▶ [Set task]:
Print the material below word for word, leaving every line unchanged.
____________________
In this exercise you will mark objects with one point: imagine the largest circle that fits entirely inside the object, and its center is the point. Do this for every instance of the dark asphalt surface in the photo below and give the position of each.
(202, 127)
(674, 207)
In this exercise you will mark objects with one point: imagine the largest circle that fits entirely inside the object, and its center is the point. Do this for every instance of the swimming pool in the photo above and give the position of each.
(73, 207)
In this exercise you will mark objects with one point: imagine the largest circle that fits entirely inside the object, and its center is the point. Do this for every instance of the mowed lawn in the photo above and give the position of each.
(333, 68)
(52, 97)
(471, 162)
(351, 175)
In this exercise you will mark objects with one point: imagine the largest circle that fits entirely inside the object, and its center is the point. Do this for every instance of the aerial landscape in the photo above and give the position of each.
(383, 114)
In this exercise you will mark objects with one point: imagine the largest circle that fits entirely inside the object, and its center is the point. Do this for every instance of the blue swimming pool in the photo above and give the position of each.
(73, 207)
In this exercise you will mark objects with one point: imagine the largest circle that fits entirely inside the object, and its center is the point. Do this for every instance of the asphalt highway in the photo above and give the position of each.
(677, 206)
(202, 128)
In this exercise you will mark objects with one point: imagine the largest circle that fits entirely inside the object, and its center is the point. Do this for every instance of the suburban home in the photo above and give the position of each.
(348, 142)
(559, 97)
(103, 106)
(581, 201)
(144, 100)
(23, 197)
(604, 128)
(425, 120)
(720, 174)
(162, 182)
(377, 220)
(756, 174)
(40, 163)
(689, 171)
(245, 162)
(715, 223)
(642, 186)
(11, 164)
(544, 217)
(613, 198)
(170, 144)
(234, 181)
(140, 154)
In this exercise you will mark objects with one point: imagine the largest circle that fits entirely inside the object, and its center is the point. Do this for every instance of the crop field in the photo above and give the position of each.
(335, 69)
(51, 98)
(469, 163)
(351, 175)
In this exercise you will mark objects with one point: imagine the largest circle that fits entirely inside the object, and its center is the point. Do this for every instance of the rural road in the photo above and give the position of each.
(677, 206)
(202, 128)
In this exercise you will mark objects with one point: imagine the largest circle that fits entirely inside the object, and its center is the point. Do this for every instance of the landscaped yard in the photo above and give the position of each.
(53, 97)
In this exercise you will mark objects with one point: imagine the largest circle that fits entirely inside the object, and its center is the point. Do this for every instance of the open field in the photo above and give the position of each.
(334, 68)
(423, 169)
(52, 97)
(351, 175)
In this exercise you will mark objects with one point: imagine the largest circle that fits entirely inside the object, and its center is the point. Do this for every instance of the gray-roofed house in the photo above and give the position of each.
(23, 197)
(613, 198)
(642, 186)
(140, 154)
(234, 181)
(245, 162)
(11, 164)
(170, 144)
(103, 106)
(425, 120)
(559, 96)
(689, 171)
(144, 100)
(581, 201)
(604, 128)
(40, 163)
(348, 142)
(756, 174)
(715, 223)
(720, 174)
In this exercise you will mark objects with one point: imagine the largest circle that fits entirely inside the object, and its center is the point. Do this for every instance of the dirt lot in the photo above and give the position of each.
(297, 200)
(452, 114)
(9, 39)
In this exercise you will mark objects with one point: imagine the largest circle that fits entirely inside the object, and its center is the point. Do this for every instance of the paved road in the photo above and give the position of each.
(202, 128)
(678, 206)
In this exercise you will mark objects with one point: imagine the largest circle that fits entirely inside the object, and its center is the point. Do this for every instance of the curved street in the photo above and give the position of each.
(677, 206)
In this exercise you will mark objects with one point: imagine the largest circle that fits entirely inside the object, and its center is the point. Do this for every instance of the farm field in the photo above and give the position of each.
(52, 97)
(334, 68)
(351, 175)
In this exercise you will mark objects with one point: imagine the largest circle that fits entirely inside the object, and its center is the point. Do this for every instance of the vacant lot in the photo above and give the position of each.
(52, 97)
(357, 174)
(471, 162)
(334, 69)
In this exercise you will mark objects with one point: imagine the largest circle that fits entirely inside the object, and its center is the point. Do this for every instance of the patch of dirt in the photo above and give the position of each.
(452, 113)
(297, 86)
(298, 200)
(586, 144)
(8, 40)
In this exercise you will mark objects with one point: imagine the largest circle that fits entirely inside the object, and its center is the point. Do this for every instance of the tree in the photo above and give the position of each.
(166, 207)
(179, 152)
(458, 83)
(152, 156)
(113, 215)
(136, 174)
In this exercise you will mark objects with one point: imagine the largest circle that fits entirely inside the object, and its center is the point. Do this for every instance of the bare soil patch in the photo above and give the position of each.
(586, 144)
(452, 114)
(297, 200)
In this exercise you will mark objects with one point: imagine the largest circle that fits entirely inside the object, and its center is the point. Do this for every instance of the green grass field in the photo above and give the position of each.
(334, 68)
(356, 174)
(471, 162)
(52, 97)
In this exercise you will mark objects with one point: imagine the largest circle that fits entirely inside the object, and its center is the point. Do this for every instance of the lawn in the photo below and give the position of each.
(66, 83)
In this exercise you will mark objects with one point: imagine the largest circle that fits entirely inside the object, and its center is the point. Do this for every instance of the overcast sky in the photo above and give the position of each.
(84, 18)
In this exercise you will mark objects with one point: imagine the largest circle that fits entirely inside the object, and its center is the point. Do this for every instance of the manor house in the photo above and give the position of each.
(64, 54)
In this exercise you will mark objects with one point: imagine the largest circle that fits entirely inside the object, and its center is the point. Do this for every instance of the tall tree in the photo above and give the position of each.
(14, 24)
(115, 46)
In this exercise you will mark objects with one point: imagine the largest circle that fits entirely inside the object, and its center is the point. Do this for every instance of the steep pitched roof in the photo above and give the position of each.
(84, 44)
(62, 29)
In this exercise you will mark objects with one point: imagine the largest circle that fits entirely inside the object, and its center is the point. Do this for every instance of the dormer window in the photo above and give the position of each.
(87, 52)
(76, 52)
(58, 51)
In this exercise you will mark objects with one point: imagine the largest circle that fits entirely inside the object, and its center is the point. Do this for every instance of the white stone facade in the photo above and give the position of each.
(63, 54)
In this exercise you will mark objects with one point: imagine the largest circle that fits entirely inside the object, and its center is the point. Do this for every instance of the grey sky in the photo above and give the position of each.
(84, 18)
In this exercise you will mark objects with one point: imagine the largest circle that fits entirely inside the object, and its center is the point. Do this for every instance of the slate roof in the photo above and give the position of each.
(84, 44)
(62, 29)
____________________
▶ [The solution]:
In this exercise you will mark objects with one point: imagine the largest circle that fits entirely inside the object, and its center is the point. Do this for every instance of the dark asphalt surface in the photo below and give the position of each.
(202, 127)
(674, 207)
In this exercise you will mark objects with one point: imagine the largest circle that fits entirely inside the object, and its center is the point. Do this for every instance of the swimming pool in the photo above and give the position of each.
(73, 207)
In this exercise you will mark objects with one point: imagine the largest circle that fits entirely inside the object, and its center is the point. Do this for every instance of the mowed lawn in the photo above and give the position of each.
(333, 68)
(52, 97)
(471, 162)
(351, 175)
In this exercise you will mark objects with one point: imagine the largest circle that fits entirely inside the object, and its center is the point. Do this for every instance of the aerial landscape in the photo above and give the position of each.
(383, 114)
In this exercise you will mark objects with one point: imagine the largest circle that fits entirely inside the object, and its center is the point. Do this for every instance of the blue swimming pool in the photo above and give the position of each.
(73, 207)
In this exercise you will mark objects with one point: imagine the largest circle that fits entirely inside the object, and its center is the point. Do this for every instance of the asphalt highway in the photo above and give the position of each.
(677, 206)
(202, 128)
In this exercise you will mark objects with one point: imagine the largest circle that fits entirely inside the object, and its center is the point. Do this for every instance of the suburban home in the photo above and give the position of each.
(348, 142)
(559, 97)
(103, 106)
(581, 201)
(144, 100)
(23, 197)
(604, 128)
(425, 120)
(720, 174)
(162, 182)
(377, 220)
(756, 174)
(40, 163)
(689, 171)
(245, 162)
(715, 223)
(642, 186)
(11, 164)
(544, 217)
(613, 198)
(170, 144)
(234, 181)
(140, 154)
In this exercise you will mark objects with one point: imagine the largest circle that fits entirely inside the object, and its center is the point. Do this for every instance of the crop field in the photo above and give the position of each.
(335, 69)
(51, 98)
(469, 163)
(351, 175)
In this exercise you will mark objects with one point: imagine the largest circle that fits entirely inside the object, and its center is the point. Do this for every instance of the rural road in the photo above and give the position of each.
(677, 206)
(202, 128)
In this exercise you will mark objects with one point: imagine the largest circle that fits entirely inside the object, and its center is the point. Do this for every instance of the landscaped yard in the photo above and give the position of each.
(53, 97)
In this exercise you will mark objects with one point: imagine the largest circle that fits entirely inside the object, and its center is the point. Do this for every instance of the open field in the photo above and give the position of each.
(334, 68)
(423, 169)
(52, 97)
(351, 175)
In this exercise you will mark objects with one point: imagine the largest circle that fits entirely inside the object, and its center is the point. Do this for every instance of the gray-roofed house in the photo above and give the position of each.
(23, 197)
(613, 198)
(642, 186)
(140, 154)
(234, 181)
(245, 162)
(11, 164)
(170, 144)
(103, 106)
(425, 120)
(559, 96)
(689, 171)
(144, 100)
(581, 201)
(604, 128)
(40, 163)
(348, 142)
(756, 174)
(715, 223)
(720, 174)
In this exercise you will mark objects with one point: imagine the largest circle that fits entirely inside the object, and its center is the point. Do this for every instance of the dirt lot in the photo above and give the position of each.
(297, 200)
(452, 114)
(9, 39)
In this exercise you will mark objects with one point: imagine the largest circle that fits entirely inside the object, and its center is the point. Do this for every instance of the paved road in the photo above and give the position of each.
(202, 128)
(678, 206)
In this exercise you will mark objects with one point: imagine the largest circle that fits entirely inside the object, and its center is the point. Do this for every instance of the curved street in the photo above and give the position of each.
(677, 206)
In this exercise you will mark objects with one point: imagine the largest circle that fits entirely inside the object, and its center is the point. Do this for every instance of the farm field in the photo above and give the position of each.
(52, 97)
(334, 68)
(351, 175)
In this exercise you will mark objects with one point: imagine the largest circle that fits entirely inside the object, and its center is the point. Do this for every instance of the vacant lot in the photo above and give the position of each.
(52, 97)
(357, 174)
(471, 162)
(334, 69)
In this exercise you will mark objects with one point: imagine the largest circle that fits entirely inside the object, and its center is the point. Do this for every instance of the patch of dirt in the photo above and give the position of each.
(452, 113)
(297, 86)
(298, 200)
(586, 144)
(8, 40)
In this exercise you will mark objects with one point: imagine the largest circle that fits entirely inside the object, and its center is the point. Do this for every instance of the tree in the photo above and give the position of each.
(166, 207)
(179, 152)
(458, 83)
(152, 156)
(113, 215)
(136, 174)
In this exercise you will mark objects with one point: imagine the largest circle that fits entirely inside the object, and its center is the point. Do this for every instance of the bare soil patch in the photo above and give the position of each.
(586, 144)
(452, 114)
(297, 200)
In this exercise you will mark objects with one point: imagine the largest circle that fits entirely inside the object, and its center is the point. Do this for every instance of the green grass field in the photo above and give the position of each.
(334, 68)
(356, 174)
(471, 162)
(52, 97)
In this exercise you will mark objects with one point: imagine the largest circle that fits entirely inside the object, and its center is the point. Do this for every instance of the lawn in the photo below and give the position of each.
(66, 83)
In this exercise you will mark objects with one point: imagine the largest circle that fits entirely inside the object, and its center is the point. Do this for every instance of the overcast sky in the photo above and give the position of each.
(84, 18)
In this exercise you will mark objects with one point: imagine the largest circle that fits entirely inside the object, and its center is the point. Do this for every instance of the manor house in the photo above and give the position of each.
(64, 54)
In this exercise you will mark objects with one point: imagine the largest circle that fits entirely inside the object, and its center is the point. Do this for every instance of the tall tree in the photo above and give the position of each.
(14, 24)
(115, 46)
In this exercise you will mark objects with one point: imagine the largest circle that fits entirely inside the object, and its center is the point. Do this for every instance of the steep pitched roof in the photo above and give the position of each.
(84, 44)
(62, 29)
In this exercise you will mark objects with one point: imagine the largest circle that fits entirely inside the object, and its center is the point. Do this for every instance of the dormer window in the photo above and give the position of each.
(87, 52)
(76, 52)
(58, 51)
In this exercise you will mark objects with one point: imagine the largest circle that fits entirely inside the object, and its center is the point. Do this for every instance of the white stone facade in the photo above and give the position of each.
(63, 54)
In this exercise you will mark objects with one point: imagine the largest circle that fits entirely inside the object, and its center is the point. Do this for every instance of the grey sky in the photo above and give the position of each.
(84, 18)
In this exercise you will mark objects with one point: imagine the largest circle that fits entirely inside the object, and its center is the point. Do this for every instance of the slate roof in the photo above and give the position of each.
(84, 44)
(62, 29)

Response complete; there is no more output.